START Information provided

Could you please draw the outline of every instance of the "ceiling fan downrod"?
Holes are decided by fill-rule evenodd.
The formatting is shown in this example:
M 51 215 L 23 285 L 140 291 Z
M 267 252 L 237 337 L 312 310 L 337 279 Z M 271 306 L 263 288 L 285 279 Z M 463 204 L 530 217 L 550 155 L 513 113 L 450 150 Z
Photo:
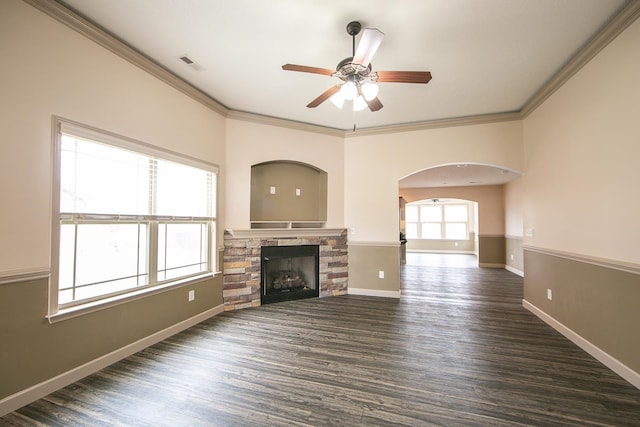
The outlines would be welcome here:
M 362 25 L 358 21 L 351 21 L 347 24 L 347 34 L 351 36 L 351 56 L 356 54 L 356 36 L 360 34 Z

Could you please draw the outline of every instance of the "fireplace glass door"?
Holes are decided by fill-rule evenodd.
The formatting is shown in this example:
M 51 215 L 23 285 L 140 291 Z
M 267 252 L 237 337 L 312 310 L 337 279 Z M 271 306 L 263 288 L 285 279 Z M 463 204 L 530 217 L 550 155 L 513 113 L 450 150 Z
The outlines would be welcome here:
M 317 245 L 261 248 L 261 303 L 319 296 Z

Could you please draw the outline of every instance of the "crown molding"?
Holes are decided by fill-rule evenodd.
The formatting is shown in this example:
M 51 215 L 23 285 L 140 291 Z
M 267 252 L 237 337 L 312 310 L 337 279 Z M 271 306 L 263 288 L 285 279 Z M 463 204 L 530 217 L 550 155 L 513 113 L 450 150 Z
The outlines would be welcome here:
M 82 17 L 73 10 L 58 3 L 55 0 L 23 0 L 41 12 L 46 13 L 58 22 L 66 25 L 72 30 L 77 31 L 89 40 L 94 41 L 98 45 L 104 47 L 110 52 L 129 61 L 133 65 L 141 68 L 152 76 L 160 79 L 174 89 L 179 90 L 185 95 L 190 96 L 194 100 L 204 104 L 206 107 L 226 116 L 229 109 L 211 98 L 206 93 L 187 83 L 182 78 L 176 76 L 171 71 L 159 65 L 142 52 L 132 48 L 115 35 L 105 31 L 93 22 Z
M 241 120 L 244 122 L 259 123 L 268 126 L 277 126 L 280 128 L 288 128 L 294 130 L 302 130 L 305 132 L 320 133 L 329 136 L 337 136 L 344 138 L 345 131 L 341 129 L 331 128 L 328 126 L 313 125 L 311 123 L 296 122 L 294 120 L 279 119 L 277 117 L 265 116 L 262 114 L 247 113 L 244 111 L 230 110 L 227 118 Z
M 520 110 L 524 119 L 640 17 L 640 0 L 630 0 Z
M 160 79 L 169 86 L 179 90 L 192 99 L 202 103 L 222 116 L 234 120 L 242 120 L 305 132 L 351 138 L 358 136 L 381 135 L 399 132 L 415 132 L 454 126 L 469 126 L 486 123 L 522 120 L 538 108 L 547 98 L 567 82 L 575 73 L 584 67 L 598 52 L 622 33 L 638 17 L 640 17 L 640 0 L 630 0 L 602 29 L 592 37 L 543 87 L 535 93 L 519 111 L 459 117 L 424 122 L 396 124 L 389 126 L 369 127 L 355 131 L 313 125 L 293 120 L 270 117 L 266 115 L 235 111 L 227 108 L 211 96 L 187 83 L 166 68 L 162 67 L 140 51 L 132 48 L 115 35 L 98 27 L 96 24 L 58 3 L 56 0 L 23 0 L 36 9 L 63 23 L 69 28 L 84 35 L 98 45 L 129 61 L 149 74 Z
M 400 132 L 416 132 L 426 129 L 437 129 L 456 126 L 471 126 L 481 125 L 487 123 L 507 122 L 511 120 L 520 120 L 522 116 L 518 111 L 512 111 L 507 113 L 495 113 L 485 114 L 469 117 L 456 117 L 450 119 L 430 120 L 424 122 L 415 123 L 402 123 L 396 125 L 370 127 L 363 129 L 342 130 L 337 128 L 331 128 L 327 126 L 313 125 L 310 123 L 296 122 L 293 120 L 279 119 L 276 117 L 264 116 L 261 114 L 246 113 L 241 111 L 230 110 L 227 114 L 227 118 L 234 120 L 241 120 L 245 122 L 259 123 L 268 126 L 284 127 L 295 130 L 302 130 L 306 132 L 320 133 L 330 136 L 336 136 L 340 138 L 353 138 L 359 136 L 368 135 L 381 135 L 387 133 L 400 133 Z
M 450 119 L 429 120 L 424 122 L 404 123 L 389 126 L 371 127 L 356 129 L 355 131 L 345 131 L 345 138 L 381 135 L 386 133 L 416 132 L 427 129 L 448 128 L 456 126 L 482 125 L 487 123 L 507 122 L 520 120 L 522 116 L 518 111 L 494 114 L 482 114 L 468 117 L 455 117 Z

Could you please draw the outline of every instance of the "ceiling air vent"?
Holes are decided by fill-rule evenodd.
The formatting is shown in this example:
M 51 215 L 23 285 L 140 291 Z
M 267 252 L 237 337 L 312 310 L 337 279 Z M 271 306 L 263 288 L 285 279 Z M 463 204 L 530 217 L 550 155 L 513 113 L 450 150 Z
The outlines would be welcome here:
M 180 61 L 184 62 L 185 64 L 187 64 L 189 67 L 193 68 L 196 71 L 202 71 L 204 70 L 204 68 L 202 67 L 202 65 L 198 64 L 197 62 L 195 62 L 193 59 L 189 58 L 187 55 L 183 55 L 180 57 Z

END Information provided
START Information provided

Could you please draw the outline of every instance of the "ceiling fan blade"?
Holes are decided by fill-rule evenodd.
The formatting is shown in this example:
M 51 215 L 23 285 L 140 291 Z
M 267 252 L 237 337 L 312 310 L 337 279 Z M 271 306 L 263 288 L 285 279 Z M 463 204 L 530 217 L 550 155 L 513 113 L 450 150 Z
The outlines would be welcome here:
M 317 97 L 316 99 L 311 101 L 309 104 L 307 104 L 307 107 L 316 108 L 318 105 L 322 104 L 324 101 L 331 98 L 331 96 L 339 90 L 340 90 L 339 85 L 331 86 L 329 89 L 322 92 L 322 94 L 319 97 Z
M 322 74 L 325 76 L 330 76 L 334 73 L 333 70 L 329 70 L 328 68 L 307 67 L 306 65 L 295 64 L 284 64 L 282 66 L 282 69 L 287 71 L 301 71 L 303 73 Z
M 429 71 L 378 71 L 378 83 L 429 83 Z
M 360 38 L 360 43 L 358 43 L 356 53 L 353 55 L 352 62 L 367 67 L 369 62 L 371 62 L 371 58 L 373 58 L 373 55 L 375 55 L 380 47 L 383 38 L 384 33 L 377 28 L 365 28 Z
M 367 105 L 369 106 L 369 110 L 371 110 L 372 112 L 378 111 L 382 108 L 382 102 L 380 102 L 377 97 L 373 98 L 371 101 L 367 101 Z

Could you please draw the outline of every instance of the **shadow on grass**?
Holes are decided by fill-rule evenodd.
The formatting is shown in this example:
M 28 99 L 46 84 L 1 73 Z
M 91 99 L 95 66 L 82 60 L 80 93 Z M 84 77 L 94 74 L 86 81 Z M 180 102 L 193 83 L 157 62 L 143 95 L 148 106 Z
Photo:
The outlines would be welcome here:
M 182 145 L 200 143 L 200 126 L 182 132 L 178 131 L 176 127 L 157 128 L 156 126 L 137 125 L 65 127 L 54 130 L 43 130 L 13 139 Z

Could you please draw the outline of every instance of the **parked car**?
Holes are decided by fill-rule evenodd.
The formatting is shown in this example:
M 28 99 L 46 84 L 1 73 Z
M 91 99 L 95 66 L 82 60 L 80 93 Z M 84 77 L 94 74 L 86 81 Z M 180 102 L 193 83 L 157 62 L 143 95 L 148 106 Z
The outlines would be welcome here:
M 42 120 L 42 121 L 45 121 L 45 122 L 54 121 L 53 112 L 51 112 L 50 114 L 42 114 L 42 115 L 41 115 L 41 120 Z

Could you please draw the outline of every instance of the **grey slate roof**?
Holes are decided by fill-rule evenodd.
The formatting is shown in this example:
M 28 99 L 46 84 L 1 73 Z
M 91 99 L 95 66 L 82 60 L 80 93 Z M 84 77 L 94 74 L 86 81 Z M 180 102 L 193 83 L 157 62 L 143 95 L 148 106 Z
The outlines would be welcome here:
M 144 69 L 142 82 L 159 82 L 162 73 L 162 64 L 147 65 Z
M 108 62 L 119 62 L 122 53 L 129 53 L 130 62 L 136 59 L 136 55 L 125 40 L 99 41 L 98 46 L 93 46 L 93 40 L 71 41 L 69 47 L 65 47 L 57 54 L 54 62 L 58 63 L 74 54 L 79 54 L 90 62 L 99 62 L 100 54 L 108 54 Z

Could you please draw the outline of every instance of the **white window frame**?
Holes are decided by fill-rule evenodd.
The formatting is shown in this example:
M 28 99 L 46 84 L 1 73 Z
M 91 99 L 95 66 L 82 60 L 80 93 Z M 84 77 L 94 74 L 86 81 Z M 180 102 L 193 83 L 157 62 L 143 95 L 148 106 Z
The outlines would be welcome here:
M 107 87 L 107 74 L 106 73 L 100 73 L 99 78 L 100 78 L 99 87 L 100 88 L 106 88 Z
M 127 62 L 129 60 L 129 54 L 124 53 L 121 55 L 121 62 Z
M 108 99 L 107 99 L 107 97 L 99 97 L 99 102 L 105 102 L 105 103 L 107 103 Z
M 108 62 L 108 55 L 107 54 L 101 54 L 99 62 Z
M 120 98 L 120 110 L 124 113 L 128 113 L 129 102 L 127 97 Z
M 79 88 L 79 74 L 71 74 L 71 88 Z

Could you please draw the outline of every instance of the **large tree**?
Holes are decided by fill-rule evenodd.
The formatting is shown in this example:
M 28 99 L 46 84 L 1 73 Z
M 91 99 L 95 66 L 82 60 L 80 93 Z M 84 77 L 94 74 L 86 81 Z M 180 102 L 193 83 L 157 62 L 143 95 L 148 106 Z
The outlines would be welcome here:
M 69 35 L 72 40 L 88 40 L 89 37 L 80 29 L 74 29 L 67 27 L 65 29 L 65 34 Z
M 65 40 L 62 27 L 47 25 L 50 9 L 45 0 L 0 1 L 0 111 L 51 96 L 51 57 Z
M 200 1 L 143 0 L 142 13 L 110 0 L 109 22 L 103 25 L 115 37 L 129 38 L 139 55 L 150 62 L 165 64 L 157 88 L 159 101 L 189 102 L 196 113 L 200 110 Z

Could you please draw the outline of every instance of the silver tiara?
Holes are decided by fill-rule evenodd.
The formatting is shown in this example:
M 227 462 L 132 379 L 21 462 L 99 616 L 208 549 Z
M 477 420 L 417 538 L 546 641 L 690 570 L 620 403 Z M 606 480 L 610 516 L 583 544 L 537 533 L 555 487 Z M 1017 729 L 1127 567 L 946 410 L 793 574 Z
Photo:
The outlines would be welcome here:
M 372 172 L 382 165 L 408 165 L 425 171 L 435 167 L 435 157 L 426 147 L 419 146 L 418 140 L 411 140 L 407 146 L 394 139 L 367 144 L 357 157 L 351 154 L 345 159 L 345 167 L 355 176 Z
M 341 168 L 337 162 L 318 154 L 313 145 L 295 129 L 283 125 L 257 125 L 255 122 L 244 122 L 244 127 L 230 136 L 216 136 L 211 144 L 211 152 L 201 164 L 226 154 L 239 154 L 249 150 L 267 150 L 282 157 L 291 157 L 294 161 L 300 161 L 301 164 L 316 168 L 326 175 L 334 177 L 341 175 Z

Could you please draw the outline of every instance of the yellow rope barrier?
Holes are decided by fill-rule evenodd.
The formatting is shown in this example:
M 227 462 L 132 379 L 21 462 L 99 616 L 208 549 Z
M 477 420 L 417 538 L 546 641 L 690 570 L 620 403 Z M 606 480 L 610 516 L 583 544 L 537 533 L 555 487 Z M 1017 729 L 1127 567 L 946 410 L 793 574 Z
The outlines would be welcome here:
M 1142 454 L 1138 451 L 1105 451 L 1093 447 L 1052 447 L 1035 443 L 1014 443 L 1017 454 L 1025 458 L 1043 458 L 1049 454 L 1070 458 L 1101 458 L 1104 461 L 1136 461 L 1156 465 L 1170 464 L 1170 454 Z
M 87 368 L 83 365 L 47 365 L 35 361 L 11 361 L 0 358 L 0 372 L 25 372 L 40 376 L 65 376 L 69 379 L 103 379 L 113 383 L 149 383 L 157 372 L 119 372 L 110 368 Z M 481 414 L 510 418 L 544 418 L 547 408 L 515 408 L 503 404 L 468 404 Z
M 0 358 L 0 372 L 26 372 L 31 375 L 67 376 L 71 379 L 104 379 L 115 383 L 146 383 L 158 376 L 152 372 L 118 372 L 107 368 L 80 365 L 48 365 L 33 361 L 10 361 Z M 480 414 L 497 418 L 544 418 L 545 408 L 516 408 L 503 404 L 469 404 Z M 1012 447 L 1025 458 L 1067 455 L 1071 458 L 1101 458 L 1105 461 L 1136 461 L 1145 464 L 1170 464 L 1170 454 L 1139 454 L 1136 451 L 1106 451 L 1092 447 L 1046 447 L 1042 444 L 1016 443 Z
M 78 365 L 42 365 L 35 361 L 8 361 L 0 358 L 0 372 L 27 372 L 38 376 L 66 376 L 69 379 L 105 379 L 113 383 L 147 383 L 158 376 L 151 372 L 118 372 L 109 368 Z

END Information provided
START Information provided

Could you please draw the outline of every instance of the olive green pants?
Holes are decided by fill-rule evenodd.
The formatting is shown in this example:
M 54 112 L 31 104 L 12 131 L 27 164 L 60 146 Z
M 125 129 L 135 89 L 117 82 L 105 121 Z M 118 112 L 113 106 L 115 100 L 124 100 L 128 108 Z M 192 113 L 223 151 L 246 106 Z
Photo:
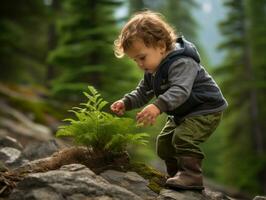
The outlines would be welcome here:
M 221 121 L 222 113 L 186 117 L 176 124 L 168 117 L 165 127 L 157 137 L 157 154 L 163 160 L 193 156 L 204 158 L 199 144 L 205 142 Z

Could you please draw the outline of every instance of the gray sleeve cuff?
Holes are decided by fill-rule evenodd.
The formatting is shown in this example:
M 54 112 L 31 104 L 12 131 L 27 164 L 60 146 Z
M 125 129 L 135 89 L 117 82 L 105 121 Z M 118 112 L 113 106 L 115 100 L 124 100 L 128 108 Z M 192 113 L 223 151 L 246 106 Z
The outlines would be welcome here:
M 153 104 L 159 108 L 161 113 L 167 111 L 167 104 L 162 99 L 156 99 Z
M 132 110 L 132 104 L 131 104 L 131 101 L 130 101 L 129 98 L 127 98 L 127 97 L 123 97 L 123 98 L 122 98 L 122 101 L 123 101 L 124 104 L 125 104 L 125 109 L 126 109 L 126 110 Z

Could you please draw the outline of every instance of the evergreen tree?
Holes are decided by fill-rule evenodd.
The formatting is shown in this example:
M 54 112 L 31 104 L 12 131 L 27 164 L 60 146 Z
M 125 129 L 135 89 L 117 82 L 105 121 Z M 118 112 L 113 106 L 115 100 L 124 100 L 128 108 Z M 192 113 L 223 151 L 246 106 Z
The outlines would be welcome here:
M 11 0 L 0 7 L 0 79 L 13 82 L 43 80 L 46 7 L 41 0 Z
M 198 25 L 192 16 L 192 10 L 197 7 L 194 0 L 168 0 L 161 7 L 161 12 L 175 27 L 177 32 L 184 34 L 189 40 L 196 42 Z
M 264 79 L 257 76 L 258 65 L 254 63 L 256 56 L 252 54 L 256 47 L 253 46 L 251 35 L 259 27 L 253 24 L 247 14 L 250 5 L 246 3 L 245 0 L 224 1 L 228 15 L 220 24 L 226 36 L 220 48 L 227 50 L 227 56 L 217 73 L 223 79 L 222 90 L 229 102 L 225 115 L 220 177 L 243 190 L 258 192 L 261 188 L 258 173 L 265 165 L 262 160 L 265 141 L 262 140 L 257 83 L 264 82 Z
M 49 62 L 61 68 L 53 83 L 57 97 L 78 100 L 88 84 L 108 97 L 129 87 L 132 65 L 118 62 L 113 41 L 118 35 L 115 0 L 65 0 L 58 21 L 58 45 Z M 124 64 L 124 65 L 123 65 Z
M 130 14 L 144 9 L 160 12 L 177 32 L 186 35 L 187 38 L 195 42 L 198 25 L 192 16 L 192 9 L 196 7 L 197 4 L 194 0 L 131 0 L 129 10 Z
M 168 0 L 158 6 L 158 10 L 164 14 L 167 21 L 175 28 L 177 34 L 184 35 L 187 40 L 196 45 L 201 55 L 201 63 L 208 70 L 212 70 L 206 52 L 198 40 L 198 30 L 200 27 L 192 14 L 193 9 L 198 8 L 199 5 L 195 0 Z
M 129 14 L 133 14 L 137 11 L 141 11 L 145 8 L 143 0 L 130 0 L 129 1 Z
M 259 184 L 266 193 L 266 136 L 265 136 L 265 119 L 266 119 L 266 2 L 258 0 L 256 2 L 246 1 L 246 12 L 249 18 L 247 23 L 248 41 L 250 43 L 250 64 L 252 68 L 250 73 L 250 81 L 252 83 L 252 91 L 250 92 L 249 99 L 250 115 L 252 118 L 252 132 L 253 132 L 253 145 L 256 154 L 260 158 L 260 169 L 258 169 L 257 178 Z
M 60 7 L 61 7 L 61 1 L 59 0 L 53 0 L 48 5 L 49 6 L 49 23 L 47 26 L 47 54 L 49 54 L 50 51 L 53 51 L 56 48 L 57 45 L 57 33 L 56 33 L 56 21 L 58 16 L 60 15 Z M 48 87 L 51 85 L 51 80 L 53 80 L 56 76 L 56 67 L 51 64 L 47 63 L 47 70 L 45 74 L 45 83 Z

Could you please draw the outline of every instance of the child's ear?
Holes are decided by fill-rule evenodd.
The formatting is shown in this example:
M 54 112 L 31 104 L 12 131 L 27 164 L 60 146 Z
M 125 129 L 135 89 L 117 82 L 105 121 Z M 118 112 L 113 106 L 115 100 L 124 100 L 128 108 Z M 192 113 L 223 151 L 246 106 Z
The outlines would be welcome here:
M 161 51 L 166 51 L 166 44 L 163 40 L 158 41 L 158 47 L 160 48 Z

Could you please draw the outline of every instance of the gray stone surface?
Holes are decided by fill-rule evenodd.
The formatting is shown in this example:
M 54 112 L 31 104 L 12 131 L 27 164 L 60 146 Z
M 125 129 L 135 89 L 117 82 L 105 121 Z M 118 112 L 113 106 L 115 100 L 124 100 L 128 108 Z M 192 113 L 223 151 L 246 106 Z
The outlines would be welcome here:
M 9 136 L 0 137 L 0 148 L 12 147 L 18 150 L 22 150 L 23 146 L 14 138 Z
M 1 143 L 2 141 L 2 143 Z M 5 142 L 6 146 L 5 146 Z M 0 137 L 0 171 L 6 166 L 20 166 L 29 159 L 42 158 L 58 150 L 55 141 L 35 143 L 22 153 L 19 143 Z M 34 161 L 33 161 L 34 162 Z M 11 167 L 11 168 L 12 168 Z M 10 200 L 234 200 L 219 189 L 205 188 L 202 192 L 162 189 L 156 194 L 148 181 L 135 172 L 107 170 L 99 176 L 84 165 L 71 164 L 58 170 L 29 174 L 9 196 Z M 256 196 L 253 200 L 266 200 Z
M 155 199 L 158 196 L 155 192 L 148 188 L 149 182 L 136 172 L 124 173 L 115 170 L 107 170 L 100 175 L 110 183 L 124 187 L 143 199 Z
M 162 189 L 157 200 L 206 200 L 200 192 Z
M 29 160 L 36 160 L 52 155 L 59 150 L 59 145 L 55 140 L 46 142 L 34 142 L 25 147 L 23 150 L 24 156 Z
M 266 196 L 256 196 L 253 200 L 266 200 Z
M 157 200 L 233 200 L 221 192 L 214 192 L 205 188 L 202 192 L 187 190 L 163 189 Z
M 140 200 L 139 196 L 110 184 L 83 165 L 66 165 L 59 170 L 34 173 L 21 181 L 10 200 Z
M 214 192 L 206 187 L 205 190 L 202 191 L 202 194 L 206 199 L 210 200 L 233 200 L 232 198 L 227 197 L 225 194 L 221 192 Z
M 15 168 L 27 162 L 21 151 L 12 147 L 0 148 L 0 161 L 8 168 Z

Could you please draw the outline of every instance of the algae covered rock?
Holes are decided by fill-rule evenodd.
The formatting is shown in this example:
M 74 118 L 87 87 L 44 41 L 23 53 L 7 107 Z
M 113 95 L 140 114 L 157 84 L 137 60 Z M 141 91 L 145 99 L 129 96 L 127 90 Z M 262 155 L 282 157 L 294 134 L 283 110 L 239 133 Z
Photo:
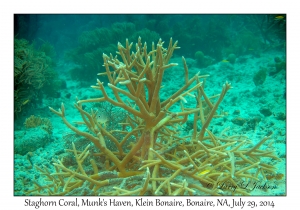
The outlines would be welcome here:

END Information provided

§ Exercise
Where a line in the listing above contains "ceiling", copy that line.

§ Reply to the exercise
Could you please draw the outline of every instance of the "ceiling fan downrod"?
Could you please draw the outline of every instance of the "ceiling air vent"?
Could you please draw the outline of every instance of the "ceiling fan blade"?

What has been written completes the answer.